And in fact, I’m not entirely sure what’s going on.

There is evidence, by the way, empirical evidence that younger people need more feedback than older people, largely because I guess by the time you get to a certain age, you’ve sort of decided whether you’re good or bad at what you do and you don’t rely on feedback so much, so that declines.

But organisation was perceived to be unsettled that actually increases as we age and so maybe we become a little bit more sensitive to disorganised organisations as we get older.

Perhaps a little less tolerant. You may have heard of a thing called the grumpy old man, grumpy old woman effect.

It is a statistical and psychological fact that that happens. So maybe as we age we just get a little bit less tolerant to what goes on around us.

If we think it’s disorganised, then the job turned out to be different from what I expected and you see that that, in fact increases somewhat across age until we get to 51 years or older and then it declines.

Move to a better paying job again kind of gloomy, but older people tend to do that far less than younger people.

Bad relationship with my supervisor. Well, in fact, older people tend not to have that so much.

And I guess one of the things that could be a driver there is that we found the type of supervisor that we like to work with by the time we’re 50.

Work was not meaningful. Hey, older people find their work more meaningful and I guess once more it may well be because younger people are still in the act of discovering the job that they’re going to love.

And then we move on to the job being too demanding and stressful. Interestingly, younger people perceive that more often than older people.

Negative experiences with colleagues. Line ball I guess the middle rank is slightly higher.

And I left for personal reasons not related to the job.

And not surprisingly that increases as one ages because I guess you run into health problems or maybe you’re with a partner who has health problems or friends who have health problems, because of the fact that you’re elderly.

==*==

Could you resume the talk on why people of different ages leave their jobs, carrying on after its final sentence?

Coordinate annotation entries:
==*==

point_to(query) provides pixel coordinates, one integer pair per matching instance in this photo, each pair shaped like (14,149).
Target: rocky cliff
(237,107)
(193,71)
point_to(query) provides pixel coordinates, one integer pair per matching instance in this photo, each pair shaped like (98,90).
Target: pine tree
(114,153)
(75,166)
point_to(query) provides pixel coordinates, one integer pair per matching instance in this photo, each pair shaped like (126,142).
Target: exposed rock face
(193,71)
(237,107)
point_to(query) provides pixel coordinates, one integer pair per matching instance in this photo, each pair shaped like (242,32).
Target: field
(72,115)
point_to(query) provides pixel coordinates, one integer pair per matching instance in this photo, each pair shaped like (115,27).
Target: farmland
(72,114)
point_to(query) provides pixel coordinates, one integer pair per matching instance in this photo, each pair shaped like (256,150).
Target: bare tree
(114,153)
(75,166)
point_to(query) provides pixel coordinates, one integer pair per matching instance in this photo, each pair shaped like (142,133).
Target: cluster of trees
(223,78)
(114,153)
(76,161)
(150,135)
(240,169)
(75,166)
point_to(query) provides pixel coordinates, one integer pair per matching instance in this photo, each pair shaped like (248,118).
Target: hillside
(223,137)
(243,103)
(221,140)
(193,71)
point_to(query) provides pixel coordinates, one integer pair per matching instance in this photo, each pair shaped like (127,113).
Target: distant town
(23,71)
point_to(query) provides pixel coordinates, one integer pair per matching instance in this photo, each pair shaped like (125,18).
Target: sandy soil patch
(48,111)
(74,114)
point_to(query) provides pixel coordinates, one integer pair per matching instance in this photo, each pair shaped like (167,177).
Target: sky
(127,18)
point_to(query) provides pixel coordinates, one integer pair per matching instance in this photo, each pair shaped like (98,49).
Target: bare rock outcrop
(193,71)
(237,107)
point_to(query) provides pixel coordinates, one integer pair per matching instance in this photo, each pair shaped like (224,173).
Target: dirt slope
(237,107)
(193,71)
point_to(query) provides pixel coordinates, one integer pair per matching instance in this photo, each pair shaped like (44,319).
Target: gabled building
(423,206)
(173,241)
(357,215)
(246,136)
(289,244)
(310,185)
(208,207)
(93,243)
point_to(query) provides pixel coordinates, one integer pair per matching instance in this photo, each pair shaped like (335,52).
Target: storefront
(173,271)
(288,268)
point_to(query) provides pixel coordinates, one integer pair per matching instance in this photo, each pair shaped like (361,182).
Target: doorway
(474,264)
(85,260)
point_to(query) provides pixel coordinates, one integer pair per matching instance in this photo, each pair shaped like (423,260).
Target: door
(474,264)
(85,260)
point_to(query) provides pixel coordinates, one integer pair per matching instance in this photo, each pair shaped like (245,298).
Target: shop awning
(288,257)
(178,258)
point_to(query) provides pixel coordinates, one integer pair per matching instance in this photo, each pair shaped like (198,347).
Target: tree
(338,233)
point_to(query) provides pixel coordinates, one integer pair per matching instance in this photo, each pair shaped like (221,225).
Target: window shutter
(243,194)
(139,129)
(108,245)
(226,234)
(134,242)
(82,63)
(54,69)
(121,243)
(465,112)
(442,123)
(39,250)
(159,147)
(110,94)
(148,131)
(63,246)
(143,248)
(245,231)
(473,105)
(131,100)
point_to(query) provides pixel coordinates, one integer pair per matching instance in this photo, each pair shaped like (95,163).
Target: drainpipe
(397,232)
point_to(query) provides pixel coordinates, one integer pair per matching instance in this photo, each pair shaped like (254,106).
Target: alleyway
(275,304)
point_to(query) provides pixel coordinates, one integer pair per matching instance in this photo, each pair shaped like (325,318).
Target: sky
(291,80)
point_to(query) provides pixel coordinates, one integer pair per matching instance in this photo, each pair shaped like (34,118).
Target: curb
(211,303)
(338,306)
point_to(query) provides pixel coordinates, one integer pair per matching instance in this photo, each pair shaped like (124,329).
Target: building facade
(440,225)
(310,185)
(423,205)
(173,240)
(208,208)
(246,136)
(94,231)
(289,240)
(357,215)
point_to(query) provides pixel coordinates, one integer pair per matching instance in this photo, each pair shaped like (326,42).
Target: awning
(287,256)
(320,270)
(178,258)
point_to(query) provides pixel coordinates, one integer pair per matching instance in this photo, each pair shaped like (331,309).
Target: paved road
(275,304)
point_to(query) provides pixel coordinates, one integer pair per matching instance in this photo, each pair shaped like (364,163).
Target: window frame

==*==

Answer to this exercise:
The influence of salary on staff retention

Salary observations. Top of this set of bars, we have the lowest paid and at the bottom we have the highest paid.

Move to a more exciting opportunity, well, line ball in the middle. Certainly low when you’re lowly paid, but people who are highly paid often move for more exciting opportunities.

Absence of clear performance feedback. You’ll notice highly paid people very rarely do that in comparison with the rest of the population and I don’t know whether that’s that they’re getting more feedback or they need it less.

Organisation perceived to be unsettled. Slight tendency there to, as you’re more highly paid you’ll be more likely to do that.

Job turned out to be different from what we expected.

Highly-paid people tend not to have that experience and I guess that may well be because of the intensity of the recruitment process and the number of recruitment interviews that take place. So it’s hard to misunderstand.

Move to a better paying job. No great result there.

Bad relationship with my supervisor. Interestingly, the people from 70 to 100 seem to have more of that than people who are lowly paid and higher paid. So that’s an interesting distribution.

Work wasn’t meaningful. Well, the more highly paid you are, I presume that your work is more meaningful.

Job too demanding and stressful.

Interestingly, people who are at the highest salary level do that, leave their job for the perception that it’s too demanding or stressful, much less than people who are lowly paid.

Now we measured resilience of people across Australia and New Zealand, thousands of them, and we correlated that with income.

And certainly one of the things I think you’re paying for when you pay people a lot, you’re paying for resilience.

So people who are highly paid are often more resilient and perhaps it’s because they’ve had to work their way up through the levels of seniority.

Then we talk about negative experiences with colleagues and that seems to decline as you get paid more.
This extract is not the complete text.